Named object pointing records:
★ ★ ★ ★

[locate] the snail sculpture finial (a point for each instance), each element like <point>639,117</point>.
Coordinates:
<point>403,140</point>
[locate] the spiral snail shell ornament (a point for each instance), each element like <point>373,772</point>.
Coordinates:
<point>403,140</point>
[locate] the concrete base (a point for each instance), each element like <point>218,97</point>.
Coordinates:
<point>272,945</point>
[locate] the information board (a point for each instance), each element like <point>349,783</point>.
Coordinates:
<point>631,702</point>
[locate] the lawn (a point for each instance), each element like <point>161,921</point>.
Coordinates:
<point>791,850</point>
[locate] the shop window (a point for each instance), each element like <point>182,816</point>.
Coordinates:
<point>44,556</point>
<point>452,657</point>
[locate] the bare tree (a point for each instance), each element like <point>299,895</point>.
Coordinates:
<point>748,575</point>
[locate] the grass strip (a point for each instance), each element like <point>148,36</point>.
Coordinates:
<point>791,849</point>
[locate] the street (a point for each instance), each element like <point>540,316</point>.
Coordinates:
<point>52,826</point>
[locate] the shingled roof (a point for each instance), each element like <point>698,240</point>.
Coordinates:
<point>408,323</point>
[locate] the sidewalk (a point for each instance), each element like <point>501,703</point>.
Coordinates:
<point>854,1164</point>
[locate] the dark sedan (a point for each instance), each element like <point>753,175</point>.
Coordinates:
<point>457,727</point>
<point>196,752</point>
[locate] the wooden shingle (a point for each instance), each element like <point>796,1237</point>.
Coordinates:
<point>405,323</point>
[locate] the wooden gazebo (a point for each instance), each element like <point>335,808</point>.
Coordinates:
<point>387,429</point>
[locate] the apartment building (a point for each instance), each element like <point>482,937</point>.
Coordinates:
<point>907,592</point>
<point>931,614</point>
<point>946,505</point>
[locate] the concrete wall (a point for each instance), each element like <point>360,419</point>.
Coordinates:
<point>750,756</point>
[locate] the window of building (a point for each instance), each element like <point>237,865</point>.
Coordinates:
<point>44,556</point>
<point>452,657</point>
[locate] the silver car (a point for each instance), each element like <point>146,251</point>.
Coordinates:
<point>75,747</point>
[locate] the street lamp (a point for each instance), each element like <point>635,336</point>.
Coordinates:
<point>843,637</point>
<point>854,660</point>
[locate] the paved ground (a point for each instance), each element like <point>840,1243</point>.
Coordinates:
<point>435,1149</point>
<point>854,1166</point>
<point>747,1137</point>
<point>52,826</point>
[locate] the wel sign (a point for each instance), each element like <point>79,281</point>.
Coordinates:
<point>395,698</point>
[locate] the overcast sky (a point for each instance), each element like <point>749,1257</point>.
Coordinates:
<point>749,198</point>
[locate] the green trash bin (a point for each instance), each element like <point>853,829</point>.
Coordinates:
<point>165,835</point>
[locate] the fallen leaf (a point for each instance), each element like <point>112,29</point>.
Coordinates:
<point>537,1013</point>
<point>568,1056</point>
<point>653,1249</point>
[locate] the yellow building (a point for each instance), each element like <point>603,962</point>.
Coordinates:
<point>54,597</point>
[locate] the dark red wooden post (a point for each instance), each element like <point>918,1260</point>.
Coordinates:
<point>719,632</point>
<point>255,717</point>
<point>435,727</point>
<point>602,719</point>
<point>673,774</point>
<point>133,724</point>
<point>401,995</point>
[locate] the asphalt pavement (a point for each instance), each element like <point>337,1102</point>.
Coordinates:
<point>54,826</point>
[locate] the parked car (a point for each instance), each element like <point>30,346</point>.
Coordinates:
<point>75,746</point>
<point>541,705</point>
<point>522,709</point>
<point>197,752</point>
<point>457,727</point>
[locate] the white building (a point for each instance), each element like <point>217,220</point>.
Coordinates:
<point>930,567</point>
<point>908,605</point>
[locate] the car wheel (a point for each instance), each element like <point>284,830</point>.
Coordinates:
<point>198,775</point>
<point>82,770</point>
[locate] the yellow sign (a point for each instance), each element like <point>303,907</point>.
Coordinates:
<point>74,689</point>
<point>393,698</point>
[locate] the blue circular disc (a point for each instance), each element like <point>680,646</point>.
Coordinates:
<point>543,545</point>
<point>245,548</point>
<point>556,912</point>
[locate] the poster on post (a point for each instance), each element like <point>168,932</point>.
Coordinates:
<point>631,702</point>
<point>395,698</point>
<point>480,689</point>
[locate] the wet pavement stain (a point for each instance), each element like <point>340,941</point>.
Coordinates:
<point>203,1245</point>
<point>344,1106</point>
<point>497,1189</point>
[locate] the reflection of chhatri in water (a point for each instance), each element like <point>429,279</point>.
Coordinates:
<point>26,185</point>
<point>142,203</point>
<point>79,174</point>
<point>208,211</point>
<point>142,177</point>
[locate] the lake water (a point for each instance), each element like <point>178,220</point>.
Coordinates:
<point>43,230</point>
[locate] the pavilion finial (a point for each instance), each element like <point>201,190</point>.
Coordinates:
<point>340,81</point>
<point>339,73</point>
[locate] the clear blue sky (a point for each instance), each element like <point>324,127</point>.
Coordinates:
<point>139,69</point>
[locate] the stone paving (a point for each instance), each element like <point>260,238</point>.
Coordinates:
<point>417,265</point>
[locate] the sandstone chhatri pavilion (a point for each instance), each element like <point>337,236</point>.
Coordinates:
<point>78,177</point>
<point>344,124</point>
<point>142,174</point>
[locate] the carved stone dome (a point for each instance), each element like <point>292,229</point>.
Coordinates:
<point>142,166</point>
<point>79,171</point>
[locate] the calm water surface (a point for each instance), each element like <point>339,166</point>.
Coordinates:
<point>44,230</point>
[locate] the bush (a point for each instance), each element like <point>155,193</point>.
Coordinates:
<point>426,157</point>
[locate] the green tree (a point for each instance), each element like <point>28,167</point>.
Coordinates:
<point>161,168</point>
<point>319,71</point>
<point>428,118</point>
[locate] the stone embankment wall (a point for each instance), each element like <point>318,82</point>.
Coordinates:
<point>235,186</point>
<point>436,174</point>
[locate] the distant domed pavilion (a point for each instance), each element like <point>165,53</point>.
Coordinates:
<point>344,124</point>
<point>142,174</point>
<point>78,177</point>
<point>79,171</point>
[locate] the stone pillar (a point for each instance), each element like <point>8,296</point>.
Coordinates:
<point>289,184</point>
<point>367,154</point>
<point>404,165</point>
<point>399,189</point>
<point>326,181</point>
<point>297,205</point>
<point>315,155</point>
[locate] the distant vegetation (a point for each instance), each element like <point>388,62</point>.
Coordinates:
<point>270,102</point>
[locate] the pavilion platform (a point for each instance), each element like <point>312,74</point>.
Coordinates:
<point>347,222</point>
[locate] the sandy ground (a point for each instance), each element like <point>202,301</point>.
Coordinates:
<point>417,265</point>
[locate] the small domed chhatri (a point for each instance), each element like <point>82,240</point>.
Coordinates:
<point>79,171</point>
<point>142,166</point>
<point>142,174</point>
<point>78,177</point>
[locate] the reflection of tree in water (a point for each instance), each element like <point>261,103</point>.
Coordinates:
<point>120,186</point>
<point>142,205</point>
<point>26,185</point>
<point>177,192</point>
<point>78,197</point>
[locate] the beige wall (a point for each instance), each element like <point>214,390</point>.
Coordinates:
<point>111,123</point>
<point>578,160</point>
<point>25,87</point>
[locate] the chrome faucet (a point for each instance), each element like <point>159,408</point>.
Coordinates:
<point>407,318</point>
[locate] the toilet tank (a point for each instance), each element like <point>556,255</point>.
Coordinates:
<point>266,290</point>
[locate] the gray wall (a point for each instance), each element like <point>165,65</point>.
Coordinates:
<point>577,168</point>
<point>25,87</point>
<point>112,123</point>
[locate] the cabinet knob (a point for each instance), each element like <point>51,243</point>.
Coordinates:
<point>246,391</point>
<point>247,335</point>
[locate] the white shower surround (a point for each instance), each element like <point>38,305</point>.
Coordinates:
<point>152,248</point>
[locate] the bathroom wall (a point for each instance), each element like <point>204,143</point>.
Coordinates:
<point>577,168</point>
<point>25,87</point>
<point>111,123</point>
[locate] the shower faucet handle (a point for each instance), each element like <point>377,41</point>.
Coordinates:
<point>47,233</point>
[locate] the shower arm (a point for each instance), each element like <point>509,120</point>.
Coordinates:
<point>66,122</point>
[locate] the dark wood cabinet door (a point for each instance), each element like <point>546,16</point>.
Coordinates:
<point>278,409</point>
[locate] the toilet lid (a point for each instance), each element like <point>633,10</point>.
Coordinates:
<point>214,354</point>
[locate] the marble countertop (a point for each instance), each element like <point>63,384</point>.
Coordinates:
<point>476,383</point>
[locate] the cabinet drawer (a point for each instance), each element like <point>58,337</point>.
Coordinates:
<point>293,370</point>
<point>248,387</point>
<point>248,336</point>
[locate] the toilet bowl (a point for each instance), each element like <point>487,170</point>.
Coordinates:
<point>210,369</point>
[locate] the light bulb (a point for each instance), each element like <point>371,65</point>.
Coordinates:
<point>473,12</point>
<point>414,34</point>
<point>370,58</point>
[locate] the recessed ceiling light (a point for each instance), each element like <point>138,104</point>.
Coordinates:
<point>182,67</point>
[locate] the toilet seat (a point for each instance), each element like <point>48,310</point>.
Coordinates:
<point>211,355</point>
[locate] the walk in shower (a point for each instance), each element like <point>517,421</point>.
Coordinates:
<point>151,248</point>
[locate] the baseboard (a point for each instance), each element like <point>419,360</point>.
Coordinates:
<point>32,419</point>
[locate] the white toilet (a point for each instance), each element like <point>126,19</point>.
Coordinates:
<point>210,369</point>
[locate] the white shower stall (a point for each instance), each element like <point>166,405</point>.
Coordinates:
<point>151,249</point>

★ ★ ★ ★

### The problem
Rewrite the lines from the line with "[locate] the yellow sign" to the line with "<point>339,73</point>", swapping "pavilion finial" for "pavilion spire" and keeping everything else the same.

### Full answer
[locate] the yellow sign (a point for each instance), each element like <point>303,907</point>.
Coordinates:
<point>74,689</point>
<point>393,698</point>
[locate] the blue circular disc (a point for each instance), each element like <point>680,646</point>.
Coordinates:
<point>543,545</point>
<point>245,548</point>
<point>556,912</point>
[locate] the poster on post (a point for each instance), each element like <point>168,932</point>.
Coordinates:
<point>631,702</point>
<point>395,698</point>
<point>480,689</point>
[locate] the wet pavement stain (a point for each instance), each element like <point>340,941</point>.
Coordinates:
<point>203,1245</point>
<point>344,1106</point>
<point>497,1189</point>
[locate] the reflection of chhatri in water (a point for each instance), each element like <point>429,279</point>.
Coordinates:
<point>26,185</point>
<point>142,203</point>
<point>79,174</point>
<point>208,211</point>
<point>142,177</point>
[locate] the lake water (a point for each instance), each element like <point>178,220</point>.
Coordinates:
<point>43,230</point>
[locate] the pavilion spire (a point for each instance), each element like <point>201,190</point>.
Coordinates:
<point>340,81</point>
<point>339,73</point>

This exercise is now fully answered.